§ GIVEN ENTRIES
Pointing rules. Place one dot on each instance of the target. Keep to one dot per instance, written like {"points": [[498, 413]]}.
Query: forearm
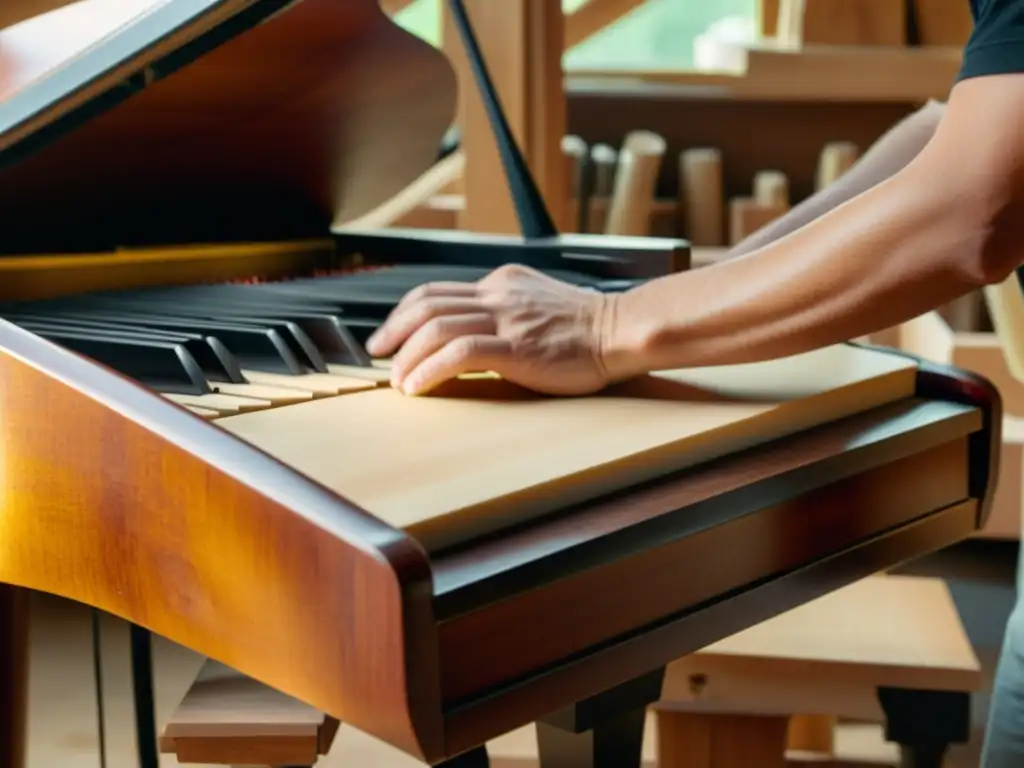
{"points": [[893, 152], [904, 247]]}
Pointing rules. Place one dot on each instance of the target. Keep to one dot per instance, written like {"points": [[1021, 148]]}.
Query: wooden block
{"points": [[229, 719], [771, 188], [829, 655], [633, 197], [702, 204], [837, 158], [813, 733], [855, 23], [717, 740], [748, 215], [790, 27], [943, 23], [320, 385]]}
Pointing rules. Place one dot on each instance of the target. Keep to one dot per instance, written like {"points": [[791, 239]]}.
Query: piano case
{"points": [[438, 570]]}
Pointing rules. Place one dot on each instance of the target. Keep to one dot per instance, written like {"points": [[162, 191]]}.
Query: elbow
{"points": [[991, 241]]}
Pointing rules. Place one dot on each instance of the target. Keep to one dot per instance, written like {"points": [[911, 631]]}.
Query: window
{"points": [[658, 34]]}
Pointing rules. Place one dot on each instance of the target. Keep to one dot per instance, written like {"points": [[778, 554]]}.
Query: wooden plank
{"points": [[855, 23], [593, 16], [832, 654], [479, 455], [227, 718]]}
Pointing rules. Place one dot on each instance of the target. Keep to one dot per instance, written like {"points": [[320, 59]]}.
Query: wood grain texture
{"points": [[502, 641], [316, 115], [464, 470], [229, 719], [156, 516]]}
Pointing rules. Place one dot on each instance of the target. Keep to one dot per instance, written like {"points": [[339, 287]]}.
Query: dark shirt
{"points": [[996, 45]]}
==
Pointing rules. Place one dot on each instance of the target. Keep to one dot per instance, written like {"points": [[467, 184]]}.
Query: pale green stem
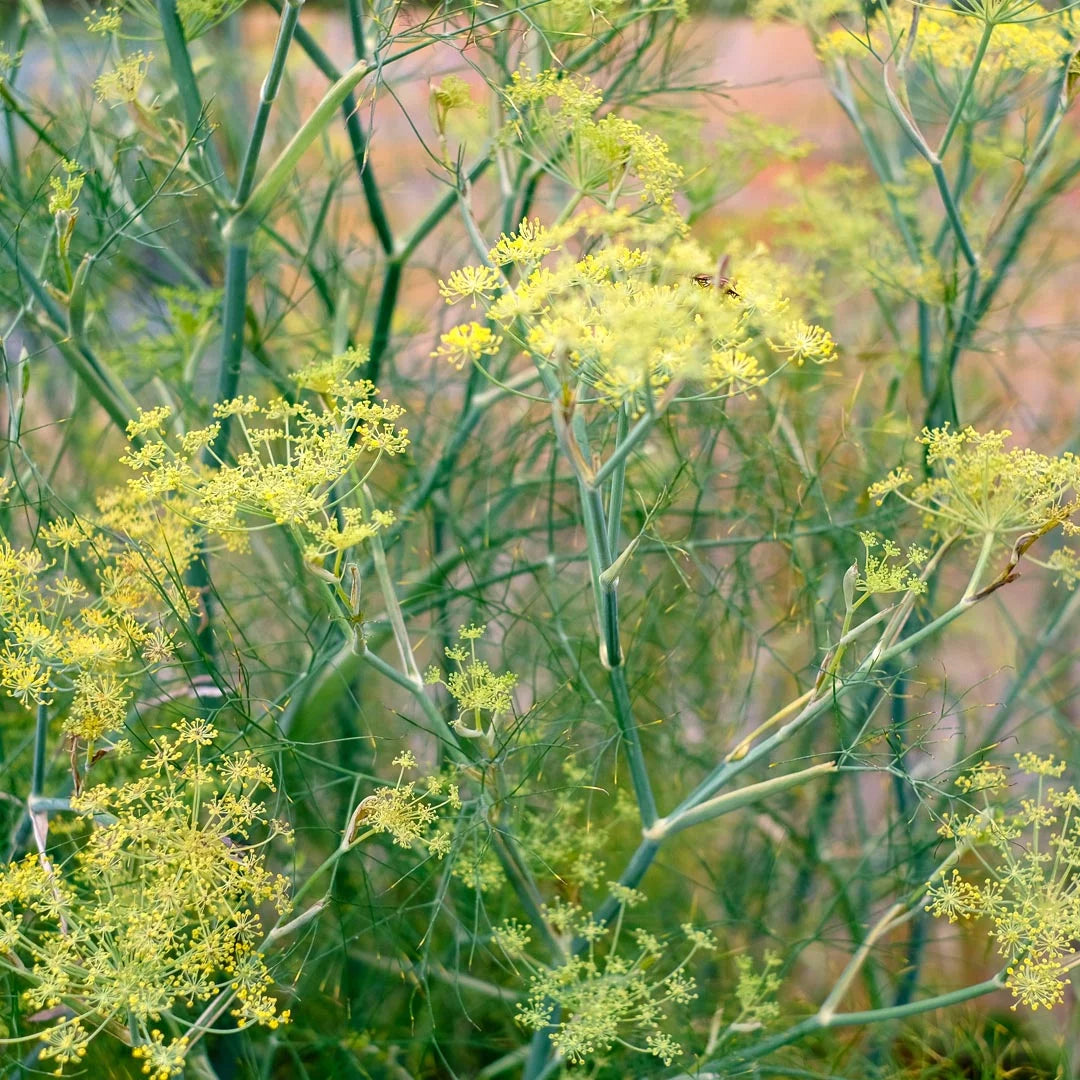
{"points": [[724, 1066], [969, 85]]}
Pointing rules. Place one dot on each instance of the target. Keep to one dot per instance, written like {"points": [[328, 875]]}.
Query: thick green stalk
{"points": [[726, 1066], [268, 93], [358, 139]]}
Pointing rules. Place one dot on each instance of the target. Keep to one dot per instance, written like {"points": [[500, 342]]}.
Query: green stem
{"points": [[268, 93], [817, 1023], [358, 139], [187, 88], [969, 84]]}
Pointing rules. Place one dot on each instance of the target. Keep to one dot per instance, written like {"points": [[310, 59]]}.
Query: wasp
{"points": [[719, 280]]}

§ WORK TO COMPLETE
Identify each line in the listing above that contains the string "Query", and copy those lines in full.

§ FINAL RESULT
Query: forearm
Query: wooden block
Query: piano case
Query: elbow
Query: window
Query: wooden plank
Query: wood grain texture
Query: dark shirt
Query: pale green stem
Query: thick green stalk
Query: green stem
Query: wasp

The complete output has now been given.